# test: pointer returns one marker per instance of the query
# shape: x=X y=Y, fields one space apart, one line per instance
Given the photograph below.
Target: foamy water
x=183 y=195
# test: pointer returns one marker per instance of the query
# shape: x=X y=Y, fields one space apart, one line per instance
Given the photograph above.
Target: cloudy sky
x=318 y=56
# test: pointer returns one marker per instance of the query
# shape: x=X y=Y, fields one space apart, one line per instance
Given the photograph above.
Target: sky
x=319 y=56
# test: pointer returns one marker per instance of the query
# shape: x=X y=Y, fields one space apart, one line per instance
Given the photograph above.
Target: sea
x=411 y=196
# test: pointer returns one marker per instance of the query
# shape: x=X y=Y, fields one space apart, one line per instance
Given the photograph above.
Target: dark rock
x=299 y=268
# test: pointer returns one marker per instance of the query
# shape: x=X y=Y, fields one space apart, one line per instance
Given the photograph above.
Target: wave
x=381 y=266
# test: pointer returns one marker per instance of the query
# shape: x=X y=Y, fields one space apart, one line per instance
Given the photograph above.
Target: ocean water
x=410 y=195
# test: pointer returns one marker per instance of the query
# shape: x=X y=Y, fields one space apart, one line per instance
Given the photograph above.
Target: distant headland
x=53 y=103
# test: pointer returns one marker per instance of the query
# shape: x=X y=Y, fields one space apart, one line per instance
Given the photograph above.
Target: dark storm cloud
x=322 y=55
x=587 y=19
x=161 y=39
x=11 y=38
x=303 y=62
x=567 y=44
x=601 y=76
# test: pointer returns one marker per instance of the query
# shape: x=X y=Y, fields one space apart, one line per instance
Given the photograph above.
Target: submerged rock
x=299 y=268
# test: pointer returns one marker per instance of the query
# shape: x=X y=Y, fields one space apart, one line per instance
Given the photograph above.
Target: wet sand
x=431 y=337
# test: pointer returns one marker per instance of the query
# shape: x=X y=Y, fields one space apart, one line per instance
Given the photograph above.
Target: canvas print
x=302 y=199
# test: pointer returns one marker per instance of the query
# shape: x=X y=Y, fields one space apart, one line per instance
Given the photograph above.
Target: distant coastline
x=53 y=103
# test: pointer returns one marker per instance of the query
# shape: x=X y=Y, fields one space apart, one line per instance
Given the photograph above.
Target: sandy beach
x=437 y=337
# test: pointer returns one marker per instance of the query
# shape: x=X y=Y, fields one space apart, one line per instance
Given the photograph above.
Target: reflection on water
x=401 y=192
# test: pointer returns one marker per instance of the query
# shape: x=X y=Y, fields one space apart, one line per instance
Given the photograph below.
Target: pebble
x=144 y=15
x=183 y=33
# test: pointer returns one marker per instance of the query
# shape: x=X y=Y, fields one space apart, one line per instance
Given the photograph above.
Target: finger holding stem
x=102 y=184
_____
WHAT NEEDS TO BE DONE — Word for word, reproduce all of the material shown above.

ANSWER SPACE —
# test: pointer returns one marker per instance of the query
# shape: x=X y=Y, fields one space apart, one line per instance
Given the photograph below.
Target: foamy water
x=183 y=195
# test: pointer returns one marker per instance of the query
# shape: x=X y=Y, fields one space apart, one line per instance
Given the photograph above.
Target: cloudy sky
x=318 y=56
# test: pointer returns one marker per instance of the query
# shape: x=X y=Y, fields one space apart, one line per instance
Given the photograph above.
Target: sky
x=319 y=56
# test: pointer returns one marker per instance of the query
# shape: x=X y=Y, fields one space apart, one line per instance
Given the photograph above.
Target: sea
x=411 y=196
# test: pointer returns one marker per instance of the query
# shape: x=X y=Y, fields one space apart, one line per instance
Given the photograph above.
Target: dark rock
x=299 y=268
# test: pointer returns one marker per instance of the query
# shape: x=X y=Y, fields one space apart, one line per instance
Given the photograph above.
Target: wave
x=381 y=266
# test: pointer returns one marker per instance of the query
# shape: x=X y=Y, fields one space apart, one line per instance
Given the photograph above.
Target: ocean water
x=410 y=195
# test: pointer returns one marker per instance of the query
# shape: x=X y=Y, fields one space apart, one line per instance
Given the photograph above.
Target: distant headland
x=53 y=103
# test: pointer returns one marker per instance of the query
# shape: x=X y=Y, fields one space apart, one line per instance
Given the photograph above.
Target: dark storm cloud
x=322 y=55
x=587 y=19
x=161 y=39
x=11 y=38
x=303 y=62
x=567 y=44
x=601 y=76
# test: pointer returns one marker per instance of the query
# shape: x=X y=Y, fields one space apart, one line per instance
Given the photograph above.
Target: submerged rock
x=299 y=268
# test: pointer returns one marker per instance of the query
# shape: x=X y=Y, fields one space apart, one line per instance
Given the photograph above.
Target: wet sand
x=431 y=337
# test: pointer returns one marker per instance of the query
# shape: x=X y=Y, fields one space apart, one line per instance
Given the photograph above.
Target: canvas print
x=302 y=199
# test: pointer returns one marker per instance of the query
# shape: x=X y=Y, fields one space apart, one line per instance
Given the photograph above.
Target: distant coastline
x=53 y=103
# test: pointer returns one marker per instance of the query
# shape: x=X y=Y, fields one space apart, one line per instance
Given the photograph above.
Target: sandy beach
x=437 y=337
# test: pointer returns one marker per instance of the query
# shape: x=X y=Y, fields one space apart, one line per instance
Given the photograph above.
Target: reflection on water
x=401 y=192
# test: pointer returns one marker per instance of the query
# shape: x=X y=Y, fields one space apart, one line per instance
Given the photograph below.
Target: pebble
x=144 y=15
x=183 y=33
# test: pointer returns one marker per instance of the query
# shape: x=X y=Y, fields one space apart, one line per instance
Given the photograph above.
Target: finger holding stem
x=102 y=184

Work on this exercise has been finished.